--- START OF Article ---
Each core has a CPU with instruction- and data caches (I/Dcache), local data memory (LDM), L2-cache and distributed shared memory (DSM). Peripherals are the DMA-controller (DTC) and a network interface to the on-chip network. Components can have frequency-voltage registers (FVR). External memories (CSM) are accessed by the inter-chip connection network. Concrete implementation of the architecture is abstracted.

• Evaluation of performance and scalability of the proposed automatic parallelizing framework in several sharedmemory HPC systems, several homogeneous multicore embedded systems and a heterogeneous multicore system. As a proof of the validity of the new framework compilation with sequential compilers as the backend, we compare the results against executables generated with OpenMP backend compilers.
--- END OF Article ---
**Tasks and exercises**
[a] Decide whether each statement agrees with the text on the multicore architecture, answering yes or no and quoting the words that decide it: (i) Each core includes local data memory. (ii) External memories are reached through the on-chip network. (iii) The results are compared against executables produced with OpenMP backend compilers.
[b] According to the text on the multicore architecture, what are the peripherals?
The material after this point has no part in the work here.
--- START OF Data shown ---
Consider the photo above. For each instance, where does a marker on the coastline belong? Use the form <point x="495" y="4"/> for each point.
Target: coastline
--- END OF Data shown ---
**Exercise answers**
[a]
(i) Yes: "Each core has a CPU with instruction- and data caches (I/Dcache), local data memory (LDM), L2-cache and distributed shared memory (DSM)."
(ii) No: "External memories (CSM) are accessed by the inter-chip connection network."
(iii) Yes: "we compare the results against executables generated with OpenMP backend compilers."

[b] The DMA-controller (DTC) and a network interface to the on-chip network.